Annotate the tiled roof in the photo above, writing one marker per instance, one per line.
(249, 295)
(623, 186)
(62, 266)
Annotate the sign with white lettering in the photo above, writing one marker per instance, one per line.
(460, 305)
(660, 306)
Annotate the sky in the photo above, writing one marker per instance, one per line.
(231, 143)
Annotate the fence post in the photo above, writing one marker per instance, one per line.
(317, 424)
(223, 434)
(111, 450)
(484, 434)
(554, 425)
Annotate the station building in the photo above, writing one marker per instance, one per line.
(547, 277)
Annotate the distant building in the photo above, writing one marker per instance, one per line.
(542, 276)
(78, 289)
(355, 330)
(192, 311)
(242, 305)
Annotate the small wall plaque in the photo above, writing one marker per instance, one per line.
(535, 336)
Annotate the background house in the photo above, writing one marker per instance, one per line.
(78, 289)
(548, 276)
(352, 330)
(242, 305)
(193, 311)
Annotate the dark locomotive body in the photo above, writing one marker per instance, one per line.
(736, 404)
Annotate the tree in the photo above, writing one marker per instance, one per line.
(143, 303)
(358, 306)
--
(EXERCISE) Copy every row above in full, with 82 added to each number in every coordinate pair and all other lines left unchanged.

(EXERCISE RESULT)
Annotate the tiled roof in the photo above, writing one marker per instance, one per line.
(331, 377)
(705, 268)
(144, 348)
Annotate the sign with white lettering in the photo above, writing one marker per instance, one per line.
(542, 387)
(742, 388)
Annotate the sky in the photo above, writing one marker per instance, one per line.
(313, 225)
Annotate the fence post in the photo above, writing one marker per instance, one per line.
(399, 506)
(305, 516)
(193, 532)
(566, 516)
(636, 507)
Annotate the station building in the photo above, writing one marker per instance, one per line.
(629, 359)
Annotate the distant building in the photo above, writing one marker per instance, one per line.
(624, 358)
(160, 371)
(437, 412)
(274, 393)
(324, 387)
Annotate the small wall plaque in the photo above, writing one marker per instance, one per line.
(617, 418)
Annotate the background house in the photo above, writing one marker per instance, one per line.
(160, 371)
(630, 358)
(434, 412)
(324, 387)
(275, 393)
Annotate the dark locomotive body in the photo above, writing one marker per instance, one per line.
(818, 486)
Annotate the tree in the photo above, writing one marker per instance, one per line.
(225, 385)
(440, 388)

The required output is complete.